Segmentation labeling items:
_ _ _ _ _

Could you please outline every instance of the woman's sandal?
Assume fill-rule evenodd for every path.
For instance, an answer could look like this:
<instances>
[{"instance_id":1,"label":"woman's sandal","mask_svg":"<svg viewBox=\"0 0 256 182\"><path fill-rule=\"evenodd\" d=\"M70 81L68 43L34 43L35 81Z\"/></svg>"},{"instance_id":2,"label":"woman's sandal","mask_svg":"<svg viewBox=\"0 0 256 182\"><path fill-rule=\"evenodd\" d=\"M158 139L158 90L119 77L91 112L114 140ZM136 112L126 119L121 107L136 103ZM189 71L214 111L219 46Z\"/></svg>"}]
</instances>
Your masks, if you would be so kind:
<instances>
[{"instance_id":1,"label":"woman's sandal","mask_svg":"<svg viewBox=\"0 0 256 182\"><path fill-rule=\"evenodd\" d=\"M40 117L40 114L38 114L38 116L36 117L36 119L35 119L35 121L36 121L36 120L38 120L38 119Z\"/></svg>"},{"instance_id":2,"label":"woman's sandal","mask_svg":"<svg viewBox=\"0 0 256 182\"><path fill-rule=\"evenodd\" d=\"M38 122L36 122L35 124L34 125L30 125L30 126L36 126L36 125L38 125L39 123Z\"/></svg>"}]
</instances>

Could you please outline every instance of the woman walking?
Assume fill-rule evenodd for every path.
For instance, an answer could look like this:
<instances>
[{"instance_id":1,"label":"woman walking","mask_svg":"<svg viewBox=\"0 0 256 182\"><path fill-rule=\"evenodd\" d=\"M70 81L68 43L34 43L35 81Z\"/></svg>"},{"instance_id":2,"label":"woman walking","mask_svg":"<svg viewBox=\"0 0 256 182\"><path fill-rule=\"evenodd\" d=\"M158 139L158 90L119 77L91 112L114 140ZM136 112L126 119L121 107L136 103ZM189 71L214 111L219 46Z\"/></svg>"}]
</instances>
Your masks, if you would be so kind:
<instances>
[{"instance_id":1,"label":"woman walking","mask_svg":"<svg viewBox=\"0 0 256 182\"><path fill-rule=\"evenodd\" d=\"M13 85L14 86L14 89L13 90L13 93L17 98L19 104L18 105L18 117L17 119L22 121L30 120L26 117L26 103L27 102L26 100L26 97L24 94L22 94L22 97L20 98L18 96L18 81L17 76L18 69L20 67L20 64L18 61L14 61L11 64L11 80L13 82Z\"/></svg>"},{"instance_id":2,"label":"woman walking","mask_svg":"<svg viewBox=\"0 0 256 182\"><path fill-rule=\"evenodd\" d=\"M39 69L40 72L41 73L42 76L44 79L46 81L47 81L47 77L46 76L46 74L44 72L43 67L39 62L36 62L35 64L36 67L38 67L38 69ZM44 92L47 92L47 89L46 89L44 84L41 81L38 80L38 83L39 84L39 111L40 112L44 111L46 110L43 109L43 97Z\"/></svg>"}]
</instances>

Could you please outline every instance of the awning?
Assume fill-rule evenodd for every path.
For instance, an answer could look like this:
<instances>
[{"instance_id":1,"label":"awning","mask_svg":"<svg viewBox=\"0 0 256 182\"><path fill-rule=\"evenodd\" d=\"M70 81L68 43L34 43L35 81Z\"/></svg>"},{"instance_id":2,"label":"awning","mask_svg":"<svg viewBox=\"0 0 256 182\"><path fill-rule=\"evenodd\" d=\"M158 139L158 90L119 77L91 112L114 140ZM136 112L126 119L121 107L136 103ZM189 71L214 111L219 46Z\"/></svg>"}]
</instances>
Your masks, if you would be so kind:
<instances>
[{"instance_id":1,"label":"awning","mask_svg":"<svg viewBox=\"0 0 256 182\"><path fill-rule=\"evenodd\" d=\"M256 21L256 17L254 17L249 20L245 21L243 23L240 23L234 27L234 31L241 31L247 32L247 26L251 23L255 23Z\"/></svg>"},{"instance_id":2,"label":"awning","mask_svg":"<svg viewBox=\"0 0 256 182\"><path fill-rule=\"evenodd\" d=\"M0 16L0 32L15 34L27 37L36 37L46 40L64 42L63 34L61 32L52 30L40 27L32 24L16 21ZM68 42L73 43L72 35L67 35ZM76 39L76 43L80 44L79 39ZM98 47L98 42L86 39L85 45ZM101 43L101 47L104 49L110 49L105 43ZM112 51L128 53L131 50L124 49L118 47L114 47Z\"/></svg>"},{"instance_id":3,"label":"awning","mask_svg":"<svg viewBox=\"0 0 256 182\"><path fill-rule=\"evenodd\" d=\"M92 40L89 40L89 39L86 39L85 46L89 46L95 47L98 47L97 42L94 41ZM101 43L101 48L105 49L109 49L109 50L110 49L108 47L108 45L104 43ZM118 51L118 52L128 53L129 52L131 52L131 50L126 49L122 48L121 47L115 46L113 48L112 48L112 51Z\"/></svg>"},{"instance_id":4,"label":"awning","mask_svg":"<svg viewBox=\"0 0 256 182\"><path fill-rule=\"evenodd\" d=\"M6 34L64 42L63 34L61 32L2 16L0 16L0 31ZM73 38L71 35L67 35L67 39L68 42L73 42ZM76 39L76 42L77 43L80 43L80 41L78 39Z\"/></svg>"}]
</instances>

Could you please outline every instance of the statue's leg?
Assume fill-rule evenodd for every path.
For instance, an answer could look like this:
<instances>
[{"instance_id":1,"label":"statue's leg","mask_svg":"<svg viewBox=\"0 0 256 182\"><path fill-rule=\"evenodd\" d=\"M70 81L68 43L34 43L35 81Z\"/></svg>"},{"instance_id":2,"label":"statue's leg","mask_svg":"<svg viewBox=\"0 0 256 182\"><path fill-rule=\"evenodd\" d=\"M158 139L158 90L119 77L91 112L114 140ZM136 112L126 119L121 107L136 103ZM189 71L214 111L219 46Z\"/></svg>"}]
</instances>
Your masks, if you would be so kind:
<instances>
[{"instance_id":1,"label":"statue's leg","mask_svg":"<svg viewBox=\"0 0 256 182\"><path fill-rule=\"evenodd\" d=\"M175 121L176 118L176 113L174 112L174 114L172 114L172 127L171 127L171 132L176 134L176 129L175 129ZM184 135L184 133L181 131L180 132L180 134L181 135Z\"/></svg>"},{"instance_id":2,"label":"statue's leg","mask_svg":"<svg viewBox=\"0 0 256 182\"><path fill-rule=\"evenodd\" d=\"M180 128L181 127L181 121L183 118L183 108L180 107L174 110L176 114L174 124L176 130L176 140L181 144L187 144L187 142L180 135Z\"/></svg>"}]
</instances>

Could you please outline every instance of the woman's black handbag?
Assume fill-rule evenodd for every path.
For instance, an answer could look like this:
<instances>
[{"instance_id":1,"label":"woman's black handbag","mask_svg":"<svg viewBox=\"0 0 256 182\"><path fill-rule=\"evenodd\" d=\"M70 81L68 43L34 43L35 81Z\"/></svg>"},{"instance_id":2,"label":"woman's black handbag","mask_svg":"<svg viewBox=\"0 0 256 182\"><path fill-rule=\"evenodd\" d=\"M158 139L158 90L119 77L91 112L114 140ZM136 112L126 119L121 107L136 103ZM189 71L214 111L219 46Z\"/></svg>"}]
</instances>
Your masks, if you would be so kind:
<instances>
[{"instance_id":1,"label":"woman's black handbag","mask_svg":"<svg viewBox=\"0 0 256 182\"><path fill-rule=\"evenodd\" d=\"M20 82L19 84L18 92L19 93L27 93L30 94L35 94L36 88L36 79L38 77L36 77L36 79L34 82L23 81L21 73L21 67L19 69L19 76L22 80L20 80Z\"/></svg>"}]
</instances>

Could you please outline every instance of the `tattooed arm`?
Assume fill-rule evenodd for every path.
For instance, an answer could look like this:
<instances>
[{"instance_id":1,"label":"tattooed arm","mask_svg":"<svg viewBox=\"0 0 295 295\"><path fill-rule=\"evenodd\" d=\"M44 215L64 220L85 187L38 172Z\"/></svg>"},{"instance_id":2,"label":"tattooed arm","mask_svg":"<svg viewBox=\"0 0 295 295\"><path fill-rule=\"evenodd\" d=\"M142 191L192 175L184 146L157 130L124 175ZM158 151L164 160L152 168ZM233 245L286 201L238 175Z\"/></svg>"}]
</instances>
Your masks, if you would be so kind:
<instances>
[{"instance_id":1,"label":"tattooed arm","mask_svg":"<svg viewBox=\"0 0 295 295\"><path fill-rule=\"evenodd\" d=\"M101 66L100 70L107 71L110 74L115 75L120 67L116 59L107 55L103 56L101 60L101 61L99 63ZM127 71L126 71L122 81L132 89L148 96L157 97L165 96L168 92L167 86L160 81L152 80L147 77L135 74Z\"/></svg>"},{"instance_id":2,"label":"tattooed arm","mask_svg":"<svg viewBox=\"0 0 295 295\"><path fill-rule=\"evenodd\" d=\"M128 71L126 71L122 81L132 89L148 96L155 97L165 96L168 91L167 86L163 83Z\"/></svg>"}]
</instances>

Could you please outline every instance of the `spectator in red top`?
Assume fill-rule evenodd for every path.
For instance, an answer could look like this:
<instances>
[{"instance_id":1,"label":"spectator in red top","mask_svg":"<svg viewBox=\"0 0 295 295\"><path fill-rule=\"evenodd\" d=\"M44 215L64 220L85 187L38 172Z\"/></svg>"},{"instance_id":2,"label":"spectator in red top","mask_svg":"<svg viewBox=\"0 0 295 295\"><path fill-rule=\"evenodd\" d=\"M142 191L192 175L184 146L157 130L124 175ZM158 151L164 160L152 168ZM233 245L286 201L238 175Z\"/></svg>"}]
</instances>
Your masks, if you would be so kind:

_ _ _ _ _

▶ Problem requirements
Select every line in the items above that contains the string "black", and copy each one in full.

▶ Correct answer
Could you please outline every instance of the woman's black handbag?
[{"instance_id":1,"label":"woman's black handbag","mask_svg":"<svg viewBox=\"0 0 256 182\"><path fill-rule=\"evenodd\" d=\"M70 81L68 43L34 43L35 81Z\"/></svg>"},{"instance_id":2,"label":"woman's black handbag","mask_svg":"<svg viewBox=\"0 0 256 182\"><path fill-rule=\"evenodd\" d=\"M158 139L158 90L119 77L91 112L114 140ZM136 112L126 119L121 107L136 103ZM189 71L214 111L219 46Z\"/></svg>"}]
[{"instance_id":1,"label":"woman's black handbag","mask_svg":"<svg viewBox=\"0 0 256 182\"><path fill-rule=\"evenodd\" d=\"M20 82L19 84L18 92L19 93L27 93L30 94L35 94L36 88L36 79L38 77L36 77L36 79L34 82L23 81L21 73L21 67L19 69L19 76L22 80L20 80Z\"/></svg>"}]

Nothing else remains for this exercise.